Records for this task:
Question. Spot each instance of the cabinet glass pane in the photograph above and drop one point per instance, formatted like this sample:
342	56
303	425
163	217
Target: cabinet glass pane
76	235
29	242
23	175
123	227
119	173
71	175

Your instructions: Each entry above should be output again, precisely as given.

Answer for this exercise:
Question. Spot each instance of the cabinet glass pane in the photograph above and drop one point per instance, formatted like this sample:
342	56
303	425
163	217
Target: cabinet glass pane
76	235
29	242
23	175
123	227
119	173
71	175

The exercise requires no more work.